___ Passage to read ___

Holidays are a great opportunity to infuse culture into the classroom, and there are a number of holidays worth exploring in French class.  In this post I will share some of the ways I introduce various holidays to my students.

La fête des rois
La fête des rois, or Three Kings Day, takes place on January 6.  On this day, French families typically eat a special cake called Galette des Rois, or King's Cake.  Inside the galette is a small figurine.  The person who gets the figurine in their slice is the king or queen for the day.  On this day, I usually start out by giving students a little information about the holiday and role play the family scene of passing out the pieces of galette.  I modified this PowerPoint and translated it into French.  Now, with classes of sometimes as many as 31 students, it's not practical to try to divide a galette among so many students.  My colleague came up with the idea of using cupcakes as stand-ins.  We ask two students per class to prepare cupcakes for half the class (this way, if one student forgets, you can cut the remaining cupcakes in half), and stick an M&M or a Skittle in one of them.  The students who get the candy in their cupcake are the king or queen.  Now, as you can see in the photo, we have been using Burger King crowns for the past few years.  It's true that Burger King isn't terribly culturally authentic, but we teachers have tight budgets, and my colleague got the crowns for free simply by asking for them!  Burger King was happy for the free advertising.  You could also make crowns or by simple crowns online.

___ Recorded information ___

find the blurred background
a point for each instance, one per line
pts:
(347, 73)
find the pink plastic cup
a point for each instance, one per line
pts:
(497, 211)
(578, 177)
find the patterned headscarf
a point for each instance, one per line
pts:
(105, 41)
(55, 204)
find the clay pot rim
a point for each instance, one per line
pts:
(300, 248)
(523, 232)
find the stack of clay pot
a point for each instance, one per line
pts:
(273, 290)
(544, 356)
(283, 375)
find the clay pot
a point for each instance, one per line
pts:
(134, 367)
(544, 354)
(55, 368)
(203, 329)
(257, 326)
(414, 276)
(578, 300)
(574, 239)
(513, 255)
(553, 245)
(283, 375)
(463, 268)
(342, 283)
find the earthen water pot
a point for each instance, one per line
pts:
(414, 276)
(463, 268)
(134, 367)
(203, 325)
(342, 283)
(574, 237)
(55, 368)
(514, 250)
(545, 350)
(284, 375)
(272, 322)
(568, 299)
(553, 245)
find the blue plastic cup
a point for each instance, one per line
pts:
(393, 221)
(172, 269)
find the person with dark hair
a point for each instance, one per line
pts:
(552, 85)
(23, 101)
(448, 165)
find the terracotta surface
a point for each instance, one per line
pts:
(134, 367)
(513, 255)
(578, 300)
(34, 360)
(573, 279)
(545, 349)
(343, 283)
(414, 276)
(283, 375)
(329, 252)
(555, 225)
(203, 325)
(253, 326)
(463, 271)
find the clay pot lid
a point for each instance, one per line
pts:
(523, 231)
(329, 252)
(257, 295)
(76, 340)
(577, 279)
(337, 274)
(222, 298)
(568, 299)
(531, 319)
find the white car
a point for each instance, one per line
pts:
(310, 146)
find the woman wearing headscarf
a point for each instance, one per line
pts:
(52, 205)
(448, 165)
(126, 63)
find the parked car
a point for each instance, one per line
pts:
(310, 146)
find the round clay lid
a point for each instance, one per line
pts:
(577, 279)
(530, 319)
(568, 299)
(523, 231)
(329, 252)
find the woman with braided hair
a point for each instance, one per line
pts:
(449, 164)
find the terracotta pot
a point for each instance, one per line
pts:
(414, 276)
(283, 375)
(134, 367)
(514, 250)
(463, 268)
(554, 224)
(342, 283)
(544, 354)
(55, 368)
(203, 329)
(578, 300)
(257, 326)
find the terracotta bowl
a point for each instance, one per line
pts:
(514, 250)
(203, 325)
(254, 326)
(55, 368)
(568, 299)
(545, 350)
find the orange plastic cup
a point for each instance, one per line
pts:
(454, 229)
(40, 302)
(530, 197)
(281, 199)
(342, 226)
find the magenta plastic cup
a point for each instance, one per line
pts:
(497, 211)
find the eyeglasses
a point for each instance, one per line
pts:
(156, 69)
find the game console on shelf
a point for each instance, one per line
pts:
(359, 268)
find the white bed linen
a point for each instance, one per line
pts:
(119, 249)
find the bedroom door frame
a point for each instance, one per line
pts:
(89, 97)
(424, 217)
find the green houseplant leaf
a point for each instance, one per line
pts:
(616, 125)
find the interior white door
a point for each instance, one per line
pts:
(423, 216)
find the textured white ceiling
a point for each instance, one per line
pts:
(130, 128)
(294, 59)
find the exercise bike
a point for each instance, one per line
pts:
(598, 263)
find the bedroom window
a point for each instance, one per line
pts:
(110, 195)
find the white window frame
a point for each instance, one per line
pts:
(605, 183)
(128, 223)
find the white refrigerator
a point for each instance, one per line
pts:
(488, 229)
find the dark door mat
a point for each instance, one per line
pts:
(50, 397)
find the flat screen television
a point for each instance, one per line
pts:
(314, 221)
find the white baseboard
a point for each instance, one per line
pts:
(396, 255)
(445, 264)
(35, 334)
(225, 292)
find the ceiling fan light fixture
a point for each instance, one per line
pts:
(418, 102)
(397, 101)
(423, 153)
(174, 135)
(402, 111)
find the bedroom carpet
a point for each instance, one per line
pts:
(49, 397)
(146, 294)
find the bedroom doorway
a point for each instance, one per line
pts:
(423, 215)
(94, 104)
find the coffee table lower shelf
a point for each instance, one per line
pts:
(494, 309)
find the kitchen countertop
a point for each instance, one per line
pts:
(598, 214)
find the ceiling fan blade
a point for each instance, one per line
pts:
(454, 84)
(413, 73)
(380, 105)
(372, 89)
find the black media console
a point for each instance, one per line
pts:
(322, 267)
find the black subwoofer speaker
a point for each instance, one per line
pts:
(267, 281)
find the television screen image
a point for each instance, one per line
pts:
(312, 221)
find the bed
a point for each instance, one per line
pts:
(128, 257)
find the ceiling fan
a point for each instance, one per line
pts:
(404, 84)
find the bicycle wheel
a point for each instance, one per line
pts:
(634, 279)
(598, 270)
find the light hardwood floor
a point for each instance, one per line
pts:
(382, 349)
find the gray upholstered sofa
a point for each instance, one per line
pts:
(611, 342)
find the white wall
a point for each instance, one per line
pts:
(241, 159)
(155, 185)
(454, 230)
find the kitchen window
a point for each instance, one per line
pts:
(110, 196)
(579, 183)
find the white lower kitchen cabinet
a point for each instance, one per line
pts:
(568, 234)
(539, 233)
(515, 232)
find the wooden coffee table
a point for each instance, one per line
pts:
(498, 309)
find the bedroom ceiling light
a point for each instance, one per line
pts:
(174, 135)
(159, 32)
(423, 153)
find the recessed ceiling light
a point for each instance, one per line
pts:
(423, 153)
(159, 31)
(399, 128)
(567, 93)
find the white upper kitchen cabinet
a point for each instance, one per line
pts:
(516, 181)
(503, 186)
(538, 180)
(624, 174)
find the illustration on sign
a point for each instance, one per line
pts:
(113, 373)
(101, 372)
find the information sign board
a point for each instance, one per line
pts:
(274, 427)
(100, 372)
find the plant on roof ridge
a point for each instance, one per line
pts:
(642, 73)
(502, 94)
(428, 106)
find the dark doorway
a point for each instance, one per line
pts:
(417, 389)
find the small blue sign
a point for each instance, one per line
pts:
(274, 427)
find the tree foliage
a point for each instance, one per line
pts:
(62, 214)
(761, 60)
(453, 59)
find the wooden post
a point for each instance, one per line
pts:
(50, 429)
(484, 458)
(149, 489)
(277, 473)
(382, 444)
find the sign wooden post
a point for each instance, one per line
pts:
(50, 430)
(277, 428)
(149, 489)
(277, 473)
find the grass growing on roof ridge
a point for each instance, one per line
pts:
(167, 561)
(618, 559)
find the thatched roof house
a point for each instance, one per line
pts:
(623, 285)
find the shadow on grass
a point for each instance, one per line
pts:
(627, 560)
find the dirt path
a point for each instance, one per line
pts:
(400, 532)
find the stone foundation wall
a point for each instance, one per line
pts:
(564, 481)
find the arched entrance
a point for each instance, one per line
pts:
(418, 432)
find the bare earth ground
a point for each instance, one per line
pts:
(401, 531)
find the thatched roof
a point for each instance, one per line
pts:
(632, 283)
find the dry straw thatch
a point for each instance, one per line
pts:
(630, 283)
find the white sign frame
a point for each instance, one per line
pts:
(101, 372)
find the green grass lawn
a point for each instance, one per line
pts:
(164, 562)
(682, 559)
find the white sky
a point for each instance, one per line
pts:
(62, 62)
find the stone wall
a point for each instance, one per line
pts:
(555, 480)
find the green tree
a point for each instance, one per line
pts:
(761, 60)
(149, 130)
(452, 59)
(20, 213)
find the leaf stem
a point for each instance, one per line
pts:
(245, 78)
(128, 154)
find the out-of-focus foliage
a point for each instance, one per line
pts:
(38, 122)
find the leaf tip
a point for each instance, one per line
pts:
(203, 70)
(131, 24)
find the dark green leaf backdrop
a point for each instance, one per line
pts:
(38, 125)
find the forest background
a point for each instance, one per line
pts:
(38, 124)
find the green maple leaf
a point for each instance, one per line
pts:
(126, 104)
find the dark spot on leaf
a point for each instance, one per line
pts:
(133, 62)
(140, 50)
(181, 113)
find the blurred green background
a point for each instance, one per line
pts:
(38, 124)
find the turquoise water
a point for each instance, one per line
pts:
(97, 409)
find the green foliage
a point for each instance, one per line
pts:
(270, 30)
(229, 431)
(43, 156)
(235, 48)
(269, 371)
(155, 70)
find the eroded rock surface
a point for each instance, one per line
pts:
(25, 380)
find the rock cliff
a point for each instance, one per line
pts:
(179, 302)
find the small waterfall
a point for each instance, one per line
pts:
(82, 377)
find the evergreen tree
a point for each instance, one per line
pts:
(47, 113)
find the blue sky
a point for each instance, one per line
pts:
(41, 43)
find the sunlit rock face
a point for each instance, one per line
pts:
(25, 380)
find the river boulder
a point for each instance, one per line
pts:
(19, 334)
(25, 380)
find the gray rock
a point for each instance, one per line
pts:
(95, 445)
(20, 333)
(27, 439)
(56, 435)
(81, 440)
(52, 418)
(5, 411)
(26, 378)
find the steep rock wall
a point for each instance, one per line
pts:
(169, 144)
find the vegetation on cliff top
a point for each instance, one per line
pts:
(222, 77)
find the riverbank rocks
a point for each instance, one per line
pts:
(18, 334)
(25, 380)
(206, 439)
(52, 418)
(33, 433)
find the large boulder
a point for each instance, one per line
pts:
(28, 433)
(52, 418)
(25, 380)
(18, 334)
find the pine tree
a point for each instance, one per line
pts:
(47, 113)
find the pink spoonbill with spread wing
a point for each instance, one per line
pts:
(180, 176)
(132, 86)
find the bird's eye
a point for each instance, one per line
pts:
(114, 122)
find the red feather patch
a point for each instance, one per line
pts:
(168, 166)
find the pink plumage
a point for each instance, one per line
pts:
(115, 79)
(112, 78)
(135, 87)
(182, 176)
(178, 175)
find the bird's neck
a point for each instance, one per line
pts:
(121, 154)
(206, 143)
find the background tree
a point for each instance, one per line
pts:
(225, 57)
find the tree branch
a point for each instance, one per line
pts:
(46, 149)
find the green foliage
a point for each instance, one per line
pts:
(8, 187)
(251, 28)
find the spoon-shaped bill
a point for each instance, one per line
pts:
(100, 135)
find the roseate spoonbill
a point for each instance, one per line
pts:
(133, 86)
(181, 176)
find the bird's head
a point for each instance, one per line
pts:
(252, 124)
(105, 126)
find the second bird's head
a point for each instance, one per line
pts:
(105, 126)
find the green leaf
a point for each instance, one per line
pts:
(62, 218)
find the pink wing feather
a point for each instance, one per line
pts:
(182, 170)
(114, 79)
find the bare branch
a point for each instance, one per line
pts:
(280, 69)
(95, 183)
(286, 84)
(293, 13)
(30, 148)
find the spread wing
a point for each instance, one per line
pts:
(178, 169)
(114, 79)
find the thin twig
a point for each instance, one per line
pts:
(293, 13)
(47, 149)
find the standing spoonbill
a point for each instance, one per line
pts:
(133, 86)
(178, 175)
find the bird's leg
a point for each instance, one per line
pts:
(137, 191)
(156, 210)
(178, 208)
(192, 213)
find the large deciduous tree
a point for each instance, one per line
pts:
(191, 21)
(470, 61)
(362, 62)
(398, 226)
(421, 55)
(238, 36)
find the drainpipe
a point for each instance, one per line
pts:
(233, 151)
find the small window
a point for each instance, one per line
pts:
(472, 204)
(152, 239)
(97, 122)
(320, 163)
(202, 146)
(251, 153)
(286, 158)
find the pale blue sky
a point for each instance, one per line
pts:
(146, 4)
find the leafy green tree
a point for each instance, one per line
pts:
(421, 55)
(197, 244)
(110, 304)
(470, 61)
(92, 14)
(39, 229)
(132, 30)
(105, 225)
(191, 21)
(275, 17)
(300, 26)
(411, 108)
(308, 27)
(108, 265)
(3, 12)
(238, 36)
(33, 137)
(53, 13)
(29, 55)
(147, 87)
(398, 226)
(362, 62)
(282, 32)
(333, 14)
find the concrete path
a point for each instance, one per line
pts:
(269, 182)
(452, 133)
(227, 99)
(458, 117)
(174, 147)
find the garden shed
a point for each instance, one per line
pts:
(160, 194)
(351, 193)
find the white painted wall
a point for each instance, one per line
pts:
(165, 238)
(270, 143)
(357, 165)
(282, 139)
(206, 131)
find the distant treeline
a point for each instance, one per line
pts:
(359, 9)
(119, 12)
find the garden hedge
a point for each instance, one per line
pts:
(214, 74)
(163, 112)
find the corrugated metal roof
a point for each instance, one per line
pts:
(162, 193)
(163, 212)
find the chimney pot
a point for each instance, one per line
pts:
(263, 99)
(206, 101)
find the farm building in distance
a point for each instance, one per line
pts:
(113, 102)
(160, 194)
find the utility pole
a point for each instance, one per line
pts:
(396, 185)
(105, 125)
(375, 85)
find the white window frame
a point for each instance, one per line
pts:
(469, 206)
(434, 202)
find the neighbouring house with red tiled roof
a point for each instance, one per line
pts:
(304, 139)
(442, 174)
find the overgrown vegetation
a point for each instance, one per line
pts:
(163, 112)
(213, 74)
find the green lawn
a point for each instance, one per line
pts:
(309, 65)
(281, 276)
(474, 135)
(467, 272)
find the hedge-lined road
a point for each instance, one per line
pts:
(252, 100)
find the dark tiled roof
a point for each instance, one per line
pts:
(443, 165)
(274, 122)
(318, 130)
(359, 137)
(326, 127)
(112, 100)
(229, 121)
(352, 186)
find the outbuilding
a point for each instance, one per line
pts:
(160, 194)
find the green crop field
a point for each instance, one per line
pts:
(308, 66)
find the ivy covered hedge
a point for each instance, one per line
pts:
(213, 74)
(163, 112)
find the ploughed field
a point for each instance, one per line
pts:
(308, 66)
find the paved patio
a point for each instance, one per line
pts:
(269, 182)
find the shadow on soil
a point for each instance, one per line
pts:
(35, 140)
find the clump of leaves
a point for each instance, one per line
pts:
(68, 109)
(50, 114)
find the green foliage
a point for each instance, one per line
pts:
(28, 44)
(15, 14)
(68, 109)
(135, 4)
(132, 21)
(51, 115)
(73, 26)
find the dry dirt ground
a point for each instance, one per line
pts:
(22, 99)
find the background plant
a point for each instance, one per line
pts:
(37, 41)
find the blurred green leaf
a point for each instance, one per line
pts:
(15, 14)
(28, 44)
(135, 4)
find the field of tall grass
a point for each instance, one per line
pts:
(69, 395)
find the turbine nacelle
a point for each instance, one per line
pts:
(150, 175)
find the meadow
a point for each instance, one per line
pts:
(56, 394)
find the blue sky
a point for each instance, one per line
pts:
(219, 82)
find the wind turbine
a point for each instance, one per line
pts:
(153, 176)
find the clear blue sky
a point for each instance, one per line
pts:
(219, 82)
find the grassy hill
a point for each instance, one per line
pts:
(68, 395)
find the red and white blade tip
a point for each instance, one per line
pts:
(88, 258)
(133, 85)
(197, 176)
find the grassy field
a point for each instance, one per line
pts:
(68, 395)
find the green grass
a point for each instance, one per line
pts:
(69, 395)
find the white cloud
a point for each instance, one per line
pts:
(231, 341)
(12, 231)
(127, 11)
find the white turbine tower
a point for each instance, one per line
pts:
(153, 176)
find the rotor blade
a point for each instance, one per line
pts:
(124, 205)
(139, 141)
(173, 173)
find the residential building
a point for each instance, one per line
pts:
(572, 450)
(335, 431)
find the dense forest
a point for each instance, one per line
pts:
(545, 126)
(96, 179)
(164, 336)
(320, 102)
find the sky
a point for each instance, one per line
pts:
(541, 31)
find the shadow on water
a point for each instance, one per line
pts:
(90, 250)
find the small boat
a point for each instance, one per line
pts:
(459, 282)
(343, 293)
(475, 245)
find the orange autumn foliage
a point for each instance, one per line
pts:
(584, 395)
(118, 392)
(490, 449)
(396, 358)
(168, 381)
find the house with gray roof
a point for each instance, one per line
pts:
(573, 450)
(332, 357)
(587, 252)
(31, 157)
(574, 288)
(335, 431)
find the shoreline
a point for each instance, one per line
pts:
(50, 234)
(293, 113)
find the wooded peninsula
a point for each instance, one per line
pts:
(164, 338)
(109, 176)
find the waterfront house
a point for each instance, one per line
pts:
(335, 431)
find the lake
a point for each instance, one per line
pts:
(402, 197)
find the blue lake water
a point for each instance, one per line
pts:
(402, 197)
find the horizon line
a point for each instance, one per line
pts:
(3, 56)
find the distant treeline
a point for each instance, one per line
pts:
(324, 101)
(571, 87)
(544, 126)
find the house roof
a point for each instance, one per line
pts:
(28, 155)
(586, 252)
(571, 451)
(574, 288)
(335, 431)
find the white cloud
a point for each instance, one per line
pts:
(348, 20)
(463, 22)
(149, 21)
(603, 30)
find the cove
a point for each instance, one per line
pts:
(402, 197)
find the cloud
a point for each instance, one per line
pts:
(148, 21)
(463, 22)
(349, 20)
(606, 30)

___

§ **Given instruction 1**
According to the passage on la fête des rois, on what date does Three Kings Day take place?
§ **Given instruction 2**
Print the portion of the passage on la fête des rois starting at "Holidays are a" and ending at "to my students.".

§ **Expected answer 1**
January 6.

§ **Expected answer 2**
Holidays are a great opportunity to infuse culture into the classroom, and there are a number of holidays worth exploring in French class.  In this post I will share some of the ways I introduce various holidays to my students.